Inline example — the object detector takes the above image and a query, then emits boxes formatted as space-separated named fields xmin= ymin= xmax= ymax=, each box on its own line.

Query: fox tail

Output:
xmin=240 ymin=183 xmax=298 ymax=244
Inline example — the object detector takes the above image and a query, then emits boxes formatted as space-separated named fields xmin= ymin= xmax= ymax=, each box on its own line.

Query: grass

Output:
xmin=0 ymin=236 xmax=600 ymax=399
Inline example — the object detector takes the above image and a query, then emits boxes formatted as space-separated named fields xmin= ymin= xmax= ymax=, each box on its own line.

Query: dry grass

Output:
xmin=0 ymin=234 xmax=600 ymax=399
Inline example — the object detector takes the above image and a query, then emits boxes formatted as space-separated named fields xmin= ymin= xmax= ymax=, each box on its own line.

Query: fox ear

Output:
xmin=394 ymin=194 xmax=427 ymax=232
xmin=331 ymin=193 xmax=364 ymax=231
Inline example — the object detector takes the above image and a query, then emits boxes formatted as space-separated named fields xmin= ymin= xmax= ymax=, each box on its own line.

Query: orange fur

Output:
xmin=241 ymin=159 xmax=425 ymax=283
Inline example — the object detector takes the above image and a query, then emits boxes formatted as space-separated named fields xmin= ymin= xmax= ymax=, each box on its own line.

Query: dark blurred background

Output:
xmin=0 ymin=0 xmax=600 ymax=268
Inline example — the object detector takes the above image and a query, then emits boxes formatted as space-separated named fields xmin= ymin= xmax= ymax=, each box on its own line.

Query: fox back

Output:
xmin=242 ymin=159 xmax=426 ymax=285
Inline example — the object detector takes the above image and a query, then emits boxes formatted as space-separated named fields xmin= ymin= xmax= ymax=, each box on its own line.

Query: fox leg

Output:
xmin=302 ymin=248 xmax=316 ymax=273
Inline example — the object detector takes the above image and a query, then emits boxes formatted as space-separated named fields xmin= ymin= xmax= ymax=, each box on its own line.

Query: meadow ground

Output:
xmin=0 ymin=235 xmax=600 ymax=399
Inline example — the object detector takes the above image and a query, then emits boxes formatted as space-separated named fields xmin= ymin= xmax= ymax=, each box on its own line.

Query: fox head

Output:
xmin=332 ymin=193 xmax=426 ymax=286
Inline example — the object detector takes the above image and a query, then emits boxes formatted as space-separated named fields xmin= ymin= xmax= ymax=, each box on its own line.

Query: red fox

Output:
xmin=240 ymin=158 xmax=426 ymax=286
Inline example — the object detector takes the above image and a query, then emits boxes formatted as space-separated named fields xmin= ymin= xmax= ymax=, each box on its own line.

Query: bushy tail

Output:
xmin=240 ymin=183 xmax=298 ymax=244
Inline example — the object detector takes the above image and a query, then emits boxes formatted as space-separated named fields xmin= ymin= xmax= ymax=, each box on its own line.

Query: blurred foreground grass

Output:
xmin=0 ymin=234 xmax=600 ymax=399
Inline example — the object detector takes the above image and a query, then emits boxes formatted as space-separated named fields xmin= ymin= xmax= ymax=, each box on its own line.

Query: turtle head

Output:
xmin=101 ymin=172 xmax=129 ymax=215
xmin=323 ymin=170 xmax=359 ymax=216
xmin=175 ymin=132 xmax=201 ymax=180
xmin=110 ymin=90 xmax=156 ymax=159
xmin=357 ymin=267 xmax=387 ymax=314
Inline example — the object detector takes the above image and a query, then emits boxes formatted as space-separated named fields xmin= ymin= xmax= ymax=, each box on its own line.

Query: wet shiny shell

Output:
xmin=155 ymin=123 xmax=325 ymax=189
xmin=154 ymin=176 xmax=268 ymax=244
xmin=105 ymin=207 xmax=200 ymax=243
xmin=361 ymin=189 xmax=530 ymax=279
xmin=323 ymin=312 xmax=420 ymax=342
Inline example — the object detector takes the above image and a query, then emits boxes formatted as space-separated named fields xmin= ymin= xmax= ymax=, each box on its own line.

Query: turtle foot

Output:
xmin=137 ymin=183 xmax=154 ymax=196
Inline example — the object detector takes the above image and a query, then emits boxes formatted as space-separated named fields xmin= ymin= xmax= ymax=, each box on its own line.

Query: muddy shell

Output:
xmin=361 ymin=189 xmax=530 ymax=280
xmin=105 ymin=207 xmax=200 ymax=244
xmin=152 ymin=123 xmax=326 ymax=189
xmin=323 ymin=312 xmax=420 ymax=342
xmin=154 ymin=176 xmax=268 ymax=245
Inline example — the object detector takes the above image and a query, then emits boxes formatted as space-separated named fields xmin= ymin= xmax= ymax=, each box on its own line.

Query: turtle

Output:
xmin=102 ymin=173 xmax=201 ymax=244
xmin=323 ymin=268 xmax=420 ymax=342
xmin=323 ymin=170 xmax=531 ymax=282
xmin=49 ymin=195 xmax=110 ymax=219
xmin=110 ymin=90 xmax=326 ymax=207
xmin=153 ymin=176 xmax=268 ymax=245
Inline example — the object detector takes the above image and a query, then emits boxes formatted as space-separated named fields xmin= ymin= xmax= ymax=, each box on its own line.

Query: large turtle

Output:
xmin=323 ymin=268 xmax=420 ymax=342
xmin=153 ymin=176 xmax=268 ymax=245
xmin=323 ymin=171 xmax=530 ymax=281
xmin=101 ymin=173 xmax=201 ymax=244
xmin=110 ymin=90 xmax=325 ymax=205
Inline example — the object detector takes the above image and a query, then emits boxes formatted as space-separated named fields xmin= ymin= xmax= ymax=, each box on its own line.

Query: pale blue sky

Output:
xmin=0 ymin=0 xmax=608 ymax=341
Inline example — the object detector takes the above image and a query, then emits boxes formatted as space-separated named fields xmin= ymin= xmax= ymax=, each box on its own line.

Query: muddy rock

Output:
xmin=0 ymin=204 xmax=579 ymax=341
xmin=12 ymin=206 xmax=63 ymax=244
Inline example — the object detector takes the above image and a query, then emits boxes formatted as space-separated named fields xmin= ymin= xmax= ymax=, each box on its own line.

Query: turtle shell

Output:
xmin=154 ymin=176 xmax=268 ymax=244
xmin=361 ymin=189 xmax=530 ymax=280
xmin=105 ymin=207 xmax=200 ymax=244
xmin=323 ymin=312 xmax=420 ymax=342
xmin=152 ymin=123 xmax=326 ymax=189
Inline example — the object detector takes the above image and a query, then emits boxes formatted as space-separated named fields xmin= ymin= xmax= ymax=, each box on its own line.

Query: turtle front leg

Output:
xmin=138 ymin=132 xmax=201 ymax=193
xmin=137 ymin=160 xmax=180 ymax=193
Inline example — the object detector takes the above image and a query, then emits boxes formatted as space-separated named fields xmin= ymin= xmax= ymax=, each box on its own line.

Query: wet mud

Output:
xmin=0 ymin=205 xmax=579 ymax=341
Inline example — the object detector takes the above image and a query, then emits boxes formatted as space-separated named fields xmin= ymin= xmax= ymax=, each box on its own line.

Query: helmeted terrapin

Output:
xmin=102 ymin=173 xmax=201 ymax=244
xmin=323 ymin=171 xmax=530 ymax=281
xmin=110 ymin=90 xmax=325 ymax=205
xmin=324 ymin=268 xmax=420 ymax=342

**Short exercise:**
Copy the items above exactly, starting with the first line and going on through the line with "xmin=0 ymin=0 xmax=600 ymax=268".

**Result of the exercise:**
Inline example — the object detector takes the above image and a query, then emits boxes formatted as space-separated named fields xmin= ymin= xmax= ymax=, each box on its own line.

Query: fox tail

Output:
xmin=240 ymin=183 xmax=298 ymax=244
Inline example — the object detector takes the above image and a query, then emits boxes formatted as space-separated named fields xmin= ymin= xmax= ymax=, each box on its own line.

Query: grass

Output:
xmin=0 ymin=236 xmax=600 ymax=399
Inline example — the object detector takes the above image and a query, then emits boxes formatted as space-separated named fields xmin= ymin= xmax= ymax=, each box on its own line.

Query: dry grass

Output:
xmin=0 ymin=234 xmax=600 ymax=399
Inline example — the object detector takes the above image and a query, then emits boxes formatted as space-separated named fields xmin= ymin= xmax= ymax=, each box on its own line.

Query: fox ear

Output:
xmin=394 ymin=194 xmax=427 ymax=232
xmin=331 ymin=193 xmax=364 ymax=231
Inline example — the object detector takes the above image and a query, then emits boxes formatted as space-separated named fields xmin= ymin= xmax= ymax=, each box on its own line.

Query: orange fur

Output:
xmin=241 ymin=159 xmax=425 ymax=283
Inline example — the object detector takes the above image and a query, then emits boxes formatted as space-separated named fields xmin= ymin= xmax= ymax=, each box on its own line.

Query: dark blurred background

Output:
xmin=0 ymin=0 xmax=600 ymax=268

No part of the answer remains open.